STORED RECORDS start
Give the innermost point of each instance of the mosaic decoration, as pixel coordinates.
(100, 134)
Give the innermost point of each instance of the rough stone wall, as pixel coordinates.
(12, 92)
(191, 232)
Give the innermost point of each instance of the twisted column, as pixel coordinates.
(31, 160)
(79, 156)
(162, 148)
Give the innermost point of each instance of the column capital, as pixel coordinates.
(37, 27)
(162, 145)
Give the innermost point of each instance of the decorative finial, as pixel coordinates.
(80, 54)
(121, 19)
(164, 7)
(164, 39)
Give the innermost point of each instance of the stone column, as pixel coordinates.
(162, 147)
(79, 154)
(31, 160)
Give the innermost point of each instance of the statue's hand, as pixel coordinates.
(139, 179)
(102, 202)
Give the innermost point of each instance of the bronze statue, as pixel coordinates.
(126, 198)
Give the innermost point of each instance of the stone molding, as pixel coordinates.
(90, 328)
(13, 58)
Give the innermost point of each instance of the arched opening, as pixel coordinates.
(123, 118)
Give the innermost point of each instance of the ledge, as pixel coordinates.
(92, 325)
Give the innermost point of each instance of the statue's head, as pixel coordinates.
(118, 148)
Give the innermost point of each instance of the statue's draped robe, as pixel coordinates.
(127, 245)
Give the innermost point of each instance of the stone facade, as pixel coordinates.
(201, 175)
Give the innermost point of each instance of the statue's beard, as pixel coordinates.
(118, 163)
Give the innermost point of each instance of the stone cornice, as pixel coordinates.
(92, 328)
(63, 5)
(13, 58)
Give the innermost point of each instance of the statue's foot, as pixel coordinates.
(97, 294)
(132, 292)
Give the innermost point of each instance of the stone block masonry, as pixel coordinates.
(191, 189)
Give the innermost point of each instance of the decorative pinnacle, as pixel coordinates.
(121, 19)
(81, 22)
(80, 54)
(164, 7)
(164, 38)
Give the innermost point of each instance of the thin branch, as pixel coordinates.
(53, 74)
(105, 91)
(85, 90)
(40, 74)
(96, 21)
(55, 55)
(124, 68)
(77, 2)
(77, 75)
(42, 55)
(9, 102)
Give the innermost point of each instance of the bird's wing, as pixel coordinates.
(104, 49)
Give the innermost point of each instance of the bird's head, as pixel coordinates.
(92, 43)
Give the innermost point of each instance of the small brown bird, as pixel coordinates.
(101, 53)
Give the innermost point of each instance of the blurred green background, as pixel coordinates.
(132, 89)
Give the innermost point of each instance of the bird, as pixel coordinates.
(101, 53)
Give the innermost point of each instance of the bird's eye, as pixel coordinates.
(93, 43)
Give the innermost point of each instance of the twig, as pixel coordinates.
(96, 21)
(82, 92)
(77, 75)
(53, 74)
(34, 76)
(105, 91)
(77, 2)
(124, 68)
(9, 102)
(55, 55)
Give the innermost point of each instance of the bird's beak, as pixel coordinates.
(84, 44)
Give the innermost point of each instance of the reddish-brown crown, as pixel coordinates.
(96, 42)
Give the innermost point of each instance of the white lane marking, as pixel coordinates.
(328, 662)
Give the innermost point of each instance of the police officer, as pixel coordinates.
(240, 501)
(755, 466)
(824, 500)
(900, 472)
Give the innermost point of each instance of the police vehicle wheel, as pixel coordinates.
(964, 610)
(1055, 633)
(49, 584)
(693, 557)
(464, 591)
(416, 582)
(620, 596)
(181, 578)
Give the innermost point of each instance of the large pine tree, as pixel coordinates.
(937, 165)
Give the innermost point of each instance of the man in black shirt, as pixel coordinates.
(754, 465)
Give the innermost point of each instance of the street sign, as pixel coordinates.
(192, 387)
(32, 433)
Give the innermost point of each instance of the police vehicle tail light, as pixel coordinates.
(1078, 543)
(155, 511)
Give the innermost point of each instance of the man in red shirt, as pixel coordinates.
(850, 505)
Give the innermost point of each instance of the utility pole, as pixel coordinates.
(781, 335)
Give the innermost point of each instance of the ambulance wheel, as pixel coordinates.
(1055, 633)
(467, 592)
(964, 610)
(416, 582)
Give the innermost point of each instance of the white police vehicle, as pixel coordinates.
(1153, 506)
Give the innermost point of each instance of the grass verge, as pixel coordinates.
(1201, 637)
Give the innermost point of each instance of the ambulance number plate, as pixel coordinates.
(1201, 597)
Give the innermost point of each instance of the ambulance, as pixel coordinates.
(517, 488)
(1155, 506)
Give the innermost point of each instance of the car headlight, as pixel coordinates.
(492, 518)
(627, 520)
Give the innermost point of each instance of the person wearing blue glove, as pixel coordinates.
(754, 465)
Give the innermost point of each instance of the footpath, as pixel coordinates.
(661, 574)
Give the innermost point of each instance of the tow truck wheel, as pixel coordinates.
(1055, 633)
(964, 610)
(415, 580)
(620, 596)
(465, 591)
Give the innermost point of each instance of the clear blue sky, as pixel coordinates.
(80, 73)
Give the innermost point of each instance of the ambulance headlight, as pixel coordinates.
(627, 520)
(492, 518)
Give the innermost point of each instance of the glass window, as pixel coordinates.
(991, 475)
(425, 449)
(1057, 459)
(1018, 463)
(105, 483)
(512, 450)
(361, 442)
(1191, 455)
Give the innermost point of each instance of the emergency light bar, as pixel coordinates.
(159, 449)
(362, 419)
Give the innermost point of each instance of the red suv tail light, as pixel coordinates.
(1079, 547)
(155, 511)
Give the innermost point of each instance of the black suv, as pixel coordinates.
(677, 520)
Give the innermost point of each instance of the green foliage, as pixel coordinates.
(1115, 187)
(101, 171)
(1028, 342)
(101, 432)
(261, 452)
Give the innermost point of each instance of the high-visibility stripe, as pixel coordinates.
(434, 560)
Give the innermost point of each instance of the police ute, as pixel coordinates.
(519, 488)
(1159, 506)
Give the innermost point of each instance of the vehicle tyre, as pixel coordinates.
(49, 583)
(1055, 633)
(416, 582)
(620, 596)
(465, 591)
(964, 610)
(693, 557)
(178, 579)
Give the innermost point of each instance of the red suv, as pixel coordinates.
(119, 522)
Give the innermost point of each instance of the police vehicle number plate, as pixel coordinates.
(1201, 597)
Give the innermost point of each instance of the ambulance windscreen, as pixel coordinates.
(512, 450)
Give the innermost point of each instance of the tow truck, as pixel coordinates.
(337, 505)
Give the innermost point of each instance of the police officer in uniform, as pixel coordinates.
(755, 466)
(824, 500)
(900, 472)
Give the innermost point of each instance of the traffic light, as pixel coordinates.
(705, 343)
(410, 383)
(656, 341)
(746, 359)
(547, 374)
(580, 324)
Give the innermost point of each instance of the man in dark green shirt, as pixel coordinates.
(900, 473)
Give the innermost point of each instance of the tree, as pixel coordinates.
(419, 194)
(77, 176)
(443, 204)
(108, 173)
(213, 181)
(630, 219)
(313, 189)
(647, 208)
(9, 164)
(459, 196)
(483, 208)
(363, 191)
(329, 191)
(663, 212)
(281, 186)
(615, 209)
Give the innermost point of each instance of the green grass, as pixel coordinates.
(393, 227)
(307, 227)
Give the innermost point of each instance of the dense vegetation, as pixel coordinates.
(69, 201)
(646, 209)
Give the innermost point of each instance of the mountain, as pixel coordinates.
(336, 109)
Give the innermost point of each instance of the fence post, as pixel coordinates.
STORED RECORDS end
▸ OBJECTIVE
Please repeat, word for word, everything in the records from the line containing "uniform, as pixel coordinates." down to the end of the records.

▸ SOLUTION TO THE PROBLEM
Give the innermost point of each instance of the police officer in uniform, as pixel coordinates.
(755, 466)
(824, 500)
(900, 472)
Give the innermost point of each instance of the traffic light, as pixel coordinates.
(705, 343)
(410, 383)
(656, 341)
(746, 359)
(547, 374)
(580, 324)
Give the innermost point of each instance of the man in dark green shirt, as pixel coordinates.
(900, 473)
Give the innermost point of each instance of the tree, as pixel coordinates.
(419, 194)
(77, 176)
(443, 204)
(108, 173)
(213, 181)
(630, 219)
(313, 189)
(647, 208)
(9, 164)
(459, 196)
(483, 208)
(363, 191)
(329, 191)
(663, 212)
(281, 186)
(615, 209)
Give the innermost point of each instance of the green grass, as pixel coordinates.
(393, 227)
(307, 227)
Give the innermost point of each instance of the dense vegetation, as pixel coordinates.
(69, 201)
(646, 209)
Give the innermost point of each instance of the mountain, as pixel coordinates.
(336, 109)
Give the innermost point of each instance of the fence post, as pixel coordinates.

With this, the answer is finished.